*SHORT EXERCISE*:
Update the listing below, beginning at the line that has "point: jacket pocket" and stopping after the line that has "column 67, row 486". Replace "drop a marker" with "place a pin", keep everything else the same, and return only those lines.

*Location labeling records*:
[START]
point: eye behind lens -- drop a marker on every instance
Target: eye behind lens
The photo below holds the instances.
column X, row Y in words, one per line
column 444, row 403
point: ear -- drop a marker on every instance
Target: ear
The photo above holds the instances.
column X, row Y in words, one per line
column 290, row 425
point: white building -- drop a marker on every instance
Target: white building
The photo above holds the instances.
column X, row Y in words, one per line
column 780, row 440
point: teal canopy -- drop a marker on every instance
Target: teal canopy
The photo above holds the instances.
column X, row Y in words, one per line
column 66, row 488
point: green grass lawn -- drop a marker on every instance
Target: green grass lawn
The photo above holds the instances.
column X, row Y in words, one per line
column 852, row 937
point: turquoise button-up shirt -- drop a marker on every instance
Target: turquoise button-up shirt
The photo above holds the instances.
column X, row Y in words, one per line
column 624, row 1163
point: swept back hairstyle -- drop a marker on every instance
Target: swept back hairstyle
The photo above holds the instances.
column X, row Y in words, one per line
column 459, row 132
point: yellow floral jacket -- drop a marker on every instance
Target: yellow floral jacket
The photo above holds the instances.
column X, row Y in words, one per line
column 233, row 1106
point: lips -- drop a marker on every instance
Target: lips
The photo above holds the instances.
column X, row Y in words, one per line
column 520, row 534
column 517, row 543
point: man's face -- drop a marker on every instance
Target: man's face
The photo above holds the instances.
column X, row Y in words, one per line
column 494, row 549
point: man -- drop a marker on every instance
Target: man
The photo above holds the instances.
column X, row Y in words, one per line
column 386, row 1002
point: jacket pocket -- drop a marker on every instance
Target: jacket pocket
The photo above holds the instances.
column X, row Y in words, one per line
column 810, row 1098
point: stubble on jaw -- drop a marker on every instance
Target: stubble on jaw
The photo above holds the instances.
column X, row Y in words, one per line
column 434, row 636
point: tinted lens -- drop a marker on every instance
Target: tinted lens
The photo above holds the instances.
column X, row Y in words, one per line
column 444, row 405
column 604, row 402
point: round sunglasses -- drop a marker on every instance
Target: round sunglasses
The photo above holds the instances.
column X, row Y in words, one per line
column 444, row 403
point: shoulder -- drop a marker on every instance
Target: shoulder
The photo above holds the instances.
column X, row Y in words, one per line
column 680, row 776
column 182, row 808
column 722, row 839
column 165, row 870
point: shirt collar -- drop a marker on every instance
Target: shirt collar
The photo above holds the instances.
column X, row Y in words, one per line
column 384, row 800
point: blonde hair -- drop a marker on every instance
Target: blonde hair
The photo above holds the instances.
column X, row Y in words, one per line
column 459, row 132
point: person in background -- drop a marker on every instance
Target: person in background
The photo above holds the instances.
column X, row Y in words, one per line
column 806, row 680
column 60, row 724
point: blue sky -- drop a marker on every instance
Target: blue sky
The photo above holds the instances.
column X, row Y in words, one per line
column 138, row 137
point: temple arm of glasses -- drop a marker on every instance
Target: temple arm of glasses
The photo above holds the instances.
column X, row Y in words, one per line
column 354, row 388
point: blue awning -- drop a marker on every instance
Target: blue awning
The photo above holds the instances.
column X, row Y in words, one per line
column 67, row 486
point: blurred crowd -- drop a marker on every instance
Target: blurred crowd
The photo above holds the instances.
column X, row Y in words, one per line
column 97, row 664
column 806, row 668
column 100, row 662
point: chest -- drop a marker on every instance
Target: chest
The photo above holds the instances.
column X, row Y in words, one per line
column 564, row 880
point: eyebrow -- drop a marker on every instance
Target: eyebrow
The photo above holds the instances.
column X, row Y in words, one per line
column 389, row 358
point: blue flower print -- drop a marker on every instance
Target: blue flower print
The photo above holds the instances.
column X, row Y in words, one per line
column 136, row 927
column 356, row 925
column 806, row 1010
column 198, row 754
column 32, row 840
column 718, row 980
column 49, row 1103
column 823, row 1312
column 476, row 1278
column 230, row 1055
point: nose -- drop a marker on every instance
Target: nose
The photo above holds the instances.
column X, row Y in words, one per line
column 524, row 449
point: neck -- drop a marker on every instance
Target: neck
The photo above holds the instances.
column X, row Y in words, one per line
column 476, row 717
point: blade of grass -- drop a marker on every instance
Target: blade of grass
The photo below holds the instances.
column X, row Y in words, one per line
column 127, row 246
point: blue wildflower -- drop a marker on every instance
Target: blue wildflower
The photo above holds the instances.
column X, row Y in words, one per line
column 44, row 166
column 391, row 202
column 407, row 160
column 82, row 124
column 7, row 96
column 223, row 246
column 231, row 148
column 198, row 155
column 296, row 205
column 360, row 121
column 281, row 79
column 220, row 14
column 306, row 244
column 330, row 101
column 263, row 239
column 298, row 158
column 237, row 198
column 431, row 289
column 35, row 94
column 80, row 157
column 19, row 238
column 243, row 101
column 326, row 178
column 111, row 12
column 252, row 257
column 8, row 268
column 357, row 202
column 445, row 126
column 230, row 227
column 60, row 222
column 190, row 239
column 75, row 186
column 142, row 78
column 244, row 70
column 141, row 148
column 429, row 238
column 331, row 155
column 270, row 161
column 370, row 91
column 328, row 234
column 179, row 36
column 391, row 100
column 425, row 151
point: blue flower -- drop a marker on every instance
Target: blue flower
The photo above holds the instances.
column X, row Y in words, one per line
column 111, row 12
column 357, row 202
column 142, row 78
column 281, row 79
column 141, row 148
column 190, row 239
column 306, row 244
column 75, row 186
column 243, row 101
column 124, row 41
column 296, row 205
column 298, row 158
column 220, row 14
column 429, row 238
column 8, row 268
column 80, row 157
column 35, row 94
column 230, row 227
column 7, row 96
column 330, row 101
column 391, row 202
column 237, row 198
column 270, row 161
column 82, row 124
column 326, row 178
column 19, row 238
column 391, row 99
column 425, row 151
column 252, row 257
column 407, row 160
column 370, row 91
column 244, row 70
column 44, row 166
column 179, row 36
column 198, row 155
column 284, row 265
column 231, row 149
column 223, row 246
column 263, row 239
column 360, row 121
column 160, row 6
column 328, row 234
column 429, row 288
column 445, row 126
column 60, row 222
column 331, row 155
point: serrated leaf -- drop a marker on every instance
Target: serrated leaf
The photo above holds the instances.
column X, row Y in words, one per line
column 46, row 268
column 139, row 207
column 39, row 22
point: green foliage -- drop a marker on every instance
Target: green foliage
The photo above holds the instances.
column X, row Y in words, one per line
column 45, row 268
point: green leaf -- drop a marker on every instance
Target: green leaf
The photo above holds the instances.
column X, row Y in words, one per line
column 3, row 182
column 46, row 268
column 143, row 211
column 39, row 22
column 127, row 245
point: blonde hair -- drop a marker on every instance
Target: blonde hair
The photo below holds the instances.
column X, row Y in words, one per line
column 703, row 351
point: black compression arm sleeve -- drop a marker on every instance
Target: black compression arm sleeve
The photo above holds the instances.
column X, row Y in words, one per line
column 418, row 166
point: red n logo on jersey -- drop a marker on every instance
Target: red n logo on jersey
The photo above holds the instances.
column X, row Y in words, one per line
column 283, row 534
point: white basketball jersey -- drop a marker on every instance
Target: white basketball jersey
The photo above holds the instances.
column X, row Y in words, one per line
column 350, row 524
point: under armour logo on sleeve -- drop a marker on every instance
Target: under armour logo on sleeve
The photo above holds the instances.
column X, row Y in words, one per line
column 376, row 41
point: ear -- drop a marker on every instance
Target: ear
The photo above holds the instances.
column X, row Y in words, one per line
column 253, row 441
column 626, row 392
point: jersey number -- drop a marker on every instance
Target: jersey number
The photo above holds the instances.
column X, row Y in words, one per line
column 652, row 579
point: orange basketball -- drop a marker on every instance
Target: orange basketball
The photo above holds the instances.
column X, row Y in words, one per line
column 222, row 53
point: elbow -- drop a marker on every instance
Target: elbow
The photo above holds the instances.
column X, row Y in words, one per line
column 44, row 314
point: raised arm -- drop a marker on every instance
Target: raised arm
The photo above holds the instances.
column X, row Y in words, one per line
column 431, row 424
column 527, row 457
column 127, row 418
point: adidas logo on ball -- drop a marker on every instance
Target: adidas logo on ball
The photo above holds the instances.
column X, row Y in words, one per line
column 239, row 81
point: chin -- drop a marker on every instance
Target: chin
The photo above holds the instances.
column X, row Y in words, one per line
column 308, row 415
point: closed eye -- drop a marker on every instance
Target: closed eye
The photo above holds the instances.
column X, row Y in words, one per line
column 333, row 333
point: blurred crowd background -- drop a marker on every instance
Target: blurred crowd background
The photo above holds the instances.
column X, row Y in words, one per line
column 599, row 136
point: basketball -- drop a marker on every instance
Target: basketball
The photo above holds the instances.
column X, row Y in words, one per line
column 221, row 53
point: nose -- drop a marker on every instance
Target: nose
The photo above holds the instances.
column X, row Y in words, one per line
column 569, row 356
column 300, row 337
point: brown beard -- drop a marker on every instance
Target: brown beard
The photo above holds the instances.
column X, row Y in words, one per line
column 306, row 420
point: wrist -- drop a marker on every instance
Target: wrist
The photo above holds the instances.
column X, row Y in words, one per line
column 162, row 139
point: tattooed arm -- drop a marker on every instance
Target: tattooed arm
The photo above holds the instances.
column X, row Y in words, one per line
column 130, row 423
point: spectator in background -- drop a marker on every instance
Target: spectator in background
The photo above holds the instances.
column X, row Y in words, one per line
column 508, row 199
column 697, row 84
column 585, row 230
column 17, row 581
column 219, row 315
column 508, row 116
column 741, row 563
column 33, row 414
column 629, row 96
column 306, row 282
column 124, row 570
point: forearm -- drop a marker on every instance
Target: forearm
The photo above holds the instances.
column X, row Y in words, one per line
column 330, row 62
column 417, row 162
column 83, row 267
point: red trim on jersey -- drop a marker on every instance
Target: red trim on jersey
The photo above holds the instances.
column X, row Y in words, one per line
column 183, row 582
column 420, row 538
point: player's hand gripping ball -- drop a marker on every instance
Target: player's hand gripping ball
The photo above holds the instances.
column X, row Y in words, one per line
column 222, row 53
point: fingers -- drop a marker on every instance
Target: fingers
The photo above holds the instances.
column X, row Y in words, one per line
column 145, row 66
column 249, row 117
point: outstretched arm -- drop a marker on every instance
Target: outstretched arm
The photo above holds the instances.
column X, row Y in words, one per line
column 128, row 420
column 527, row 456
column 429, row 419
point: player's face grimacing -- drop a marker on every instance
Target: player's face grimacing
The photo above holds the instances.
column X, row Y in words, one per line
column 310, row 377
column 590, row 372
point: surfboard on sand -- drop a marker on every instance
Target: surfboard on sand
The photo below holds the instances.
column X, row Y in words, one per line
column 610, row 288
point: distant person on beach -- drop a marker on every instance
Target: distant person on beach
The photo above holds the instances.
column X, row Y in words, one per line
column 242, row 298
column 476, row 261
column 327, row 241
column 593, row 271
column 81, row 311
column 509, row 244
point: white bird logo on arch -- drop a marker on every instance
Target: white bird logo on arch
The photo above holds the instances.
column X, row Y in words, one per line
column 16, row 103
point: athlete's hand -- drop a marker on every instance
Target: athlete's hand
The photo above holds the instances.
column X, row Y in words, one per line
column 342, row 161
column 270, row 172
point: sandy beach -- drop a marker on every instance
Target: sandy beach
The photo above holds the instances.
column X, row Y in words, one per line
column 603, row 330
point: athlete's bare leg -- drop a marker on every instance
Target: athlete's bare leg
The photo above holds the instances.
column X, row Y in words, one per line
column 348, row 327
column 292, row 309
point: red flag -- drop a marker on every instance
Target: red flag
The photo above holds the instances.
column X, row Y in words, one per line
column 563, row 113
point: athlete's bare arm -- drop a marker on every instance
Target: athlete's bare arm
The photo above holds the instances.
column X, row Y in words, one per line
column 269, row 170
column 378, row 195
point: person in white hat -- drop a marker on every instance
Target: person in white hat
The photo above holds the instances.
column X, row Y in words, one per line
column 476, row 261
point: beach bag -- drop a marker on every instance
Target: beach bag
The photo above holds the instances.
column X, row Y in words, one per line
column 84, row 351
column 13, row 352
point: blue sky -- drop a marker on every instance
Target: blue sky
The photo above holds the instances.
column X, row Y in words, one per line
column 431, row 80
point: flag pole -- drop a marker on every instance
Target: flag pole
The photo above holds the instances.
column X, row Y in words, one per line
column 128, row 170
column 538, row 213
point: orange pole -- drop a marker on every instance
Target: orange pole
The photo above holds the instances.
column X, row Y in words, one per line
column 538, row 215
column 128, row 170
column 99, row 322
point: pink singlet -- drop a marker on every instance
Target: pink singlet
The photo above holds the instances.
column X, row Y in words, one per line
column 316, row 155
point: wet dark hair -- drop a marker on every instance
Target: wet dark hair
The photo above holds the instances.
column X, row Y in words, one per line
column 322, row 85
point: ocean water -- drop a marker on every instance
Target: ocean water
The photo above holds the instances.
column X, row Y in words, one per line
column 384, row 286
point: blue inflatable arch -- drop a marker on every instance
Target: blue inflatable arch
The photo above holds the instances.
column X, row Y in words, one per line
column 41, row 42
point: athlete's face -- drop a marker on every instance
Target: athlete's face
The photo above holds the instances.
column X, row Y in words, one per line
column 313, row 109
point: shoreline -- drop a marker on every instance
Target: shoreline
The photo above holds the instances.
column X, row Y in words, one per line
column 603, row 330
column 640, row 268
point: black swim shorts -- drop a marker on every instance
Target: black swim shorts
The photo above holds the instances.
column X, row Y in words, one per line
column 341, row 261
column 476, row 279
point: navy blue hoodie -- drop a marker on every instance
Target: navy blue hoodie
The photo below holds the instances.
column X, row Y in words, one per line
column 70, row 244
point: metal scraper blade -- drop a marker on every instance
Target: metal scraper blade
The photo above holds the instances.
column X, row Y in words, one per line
[END]
*WRITTEN ANSWER*:
point: jacket pocket -- place a pin on every instance
Target: jacket pocket
The photo above holds the instances.
column X, row Y in words, one per line
column 810, row 1098
point: stubble on jaw -- place a pin on every instance
Target: stubble on jaw
The photo above holds the instances.
column X, row Y in words, one per line
column 434, row 636
point: tinted lens -- place a pin on every instance
Target: tinted lens
The photo above holds the instances.
column X, row Y in words, one per line
column 444, row 405
column 604, row 402
point: round sunglasses -- place a pin on every instance
Target: round sunglasses
The photo above holds the instances.
column X, row Y in words, one per line
column 444, row 403
point: shoulder -- place a pin on every instance
Target: shoulder
The photo above holds the instances.
column X, row Y in words, one per line
column 680, row 776
column 182, row 808
column 722, row 839
column 165, row 870
point: shirt collar -- place a pin on every instance
Target: shirt collar
The photo above holds the instances.
column X, row Y in words, one per line
column 384, row 800
point: blonde hair -- place a pin on every instance
Target: blonde hair
The photo above holds the instances.
column X, row Y in words, one per line
column 459, row 132
point: person in background -- place a pin on every instance
Target: person in background
The photo above holds the instances.
column X, row Y in words, one per line
column 806, row 680
column 60, row 724
point: blue sky -- place a pin on every instance
Target: blue sky
The photo above holds the instances.
column X, row Y in words, one per line
column 138, row 137
point: temple arm of glasses -- place a pin on every instance
Target: temple arm of glasses
The photo above holds the instances.
column X, row Y in words, one per line
column 354, row 388
point: blue awning -- place a pin on every instance
Target: blue awning
The photo above holds the instances.
column X, row Y in words, one per line
column 67, row 486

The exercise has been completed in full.